▶ Source records:

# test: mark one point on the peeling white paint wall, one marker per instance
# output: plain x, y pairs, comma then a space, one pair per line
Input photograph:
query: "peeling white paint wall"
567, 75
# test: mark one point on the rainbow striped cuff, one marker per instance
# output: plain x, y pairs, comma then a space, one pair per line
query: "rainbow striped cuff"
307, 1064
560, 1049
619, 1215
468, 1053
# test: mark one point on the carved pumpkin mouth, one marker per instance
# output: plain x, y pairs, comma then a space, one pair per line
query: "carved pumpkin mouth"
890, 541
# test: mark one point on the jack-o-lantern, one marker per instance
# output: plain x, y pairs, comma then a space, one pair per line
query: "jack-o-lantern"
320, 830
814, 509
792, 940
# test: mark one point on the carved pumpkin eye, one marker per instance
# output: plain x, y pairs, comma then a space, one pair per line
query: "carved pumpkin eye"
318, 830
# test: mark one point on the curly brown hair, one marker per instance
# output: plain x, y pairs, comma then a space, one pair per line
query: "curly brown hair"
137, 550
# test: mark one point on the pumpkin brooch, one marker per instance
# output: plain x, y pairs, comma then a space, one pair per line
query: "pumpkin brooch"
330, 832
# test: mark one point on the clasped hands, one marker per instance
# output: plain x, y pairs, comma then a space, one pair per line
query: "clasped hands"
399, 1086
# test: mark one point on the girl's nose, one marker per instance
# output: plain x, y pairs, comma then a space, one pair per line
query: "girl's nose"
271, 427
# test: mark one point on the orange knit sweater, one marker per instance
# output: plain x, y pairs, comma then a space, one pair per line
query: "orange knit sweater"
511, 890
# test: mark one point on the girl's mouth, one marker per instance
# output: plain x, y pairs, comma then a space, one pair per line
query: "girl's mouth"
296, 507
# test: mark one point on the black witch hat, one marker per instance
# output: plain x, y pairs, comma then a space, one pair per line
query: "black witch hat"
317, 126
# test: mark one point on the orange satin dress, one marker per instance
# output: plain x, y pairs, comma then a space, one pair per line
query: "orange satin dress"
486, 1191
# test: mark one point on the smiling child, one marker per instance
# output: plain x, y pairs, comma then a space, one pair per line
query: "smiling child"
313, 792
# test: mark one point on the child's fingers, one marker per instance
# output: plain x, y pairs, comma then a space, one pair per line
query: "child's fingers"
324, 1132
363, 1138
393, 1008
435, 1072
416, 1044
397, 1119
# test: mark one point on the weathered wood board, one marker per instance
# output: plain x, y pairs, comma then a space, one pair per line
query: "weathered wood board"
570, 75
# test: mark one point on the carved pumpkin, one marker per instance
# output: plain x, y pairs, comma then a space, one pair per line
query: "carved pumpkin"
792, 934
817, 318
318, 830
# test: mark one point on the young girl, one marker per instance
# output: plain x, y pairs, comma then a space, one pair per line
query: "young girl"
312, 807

▶ Task directions:
Rewrite the stretch from the line containing "# test: mark one point on the girl's mouth, one" through the end of the data, replacing "witch hat" with "wizard hat" and leaving everything else unchanged.

▶ Full response:
# test: mark one point on the girl's mouth, one marker per instance
# output: plain x, y pairs, comma then a space, one pair per line
query: "girl's mouth"
296, 507
# test: mark one point on the black wizard hat, one marker per instance
# output: plain x, y pairs, comma then a space, one pair per line
query: "black wizard hat"
317, 126
# test: mark one point on the orange satin dress, one marker per instance
# output: plain x, y pairs, comma then a space, one pair per line
query: "orange satin dress"
486, 1191
# test: mark one point on the smiling child, one marker per instance
# output: plain x, y pairs, comma then a space, one pair per line
query: "smiling child"
313, 792
# test: mark one point on the child's fingers, one marker per instance
# output: plain x, y pairs, comma then a space, one pair per line
query: "child's fingers"
324, 1132
363, 1138
393, 1008
435, 1072
416, 1044
397, 1119
# test: mark one point on the weathered wood board, one marker per instance
# output: plain x, y pairs, comma then a space, one pair per line
query: "weathered wood board"
570, 75
# test: mark one point on the carved pumpkin, one marker per instance
# output: plain x, y pairs, comma then a space, one pair per line
query: "carved pumpkin"
792, 934
817, 318
318, 830
# test: mark one point on the young girl, one marker per instance
# output: plain x, y pairs, comma then a space, one pair per line
query: "young girl"
312, 807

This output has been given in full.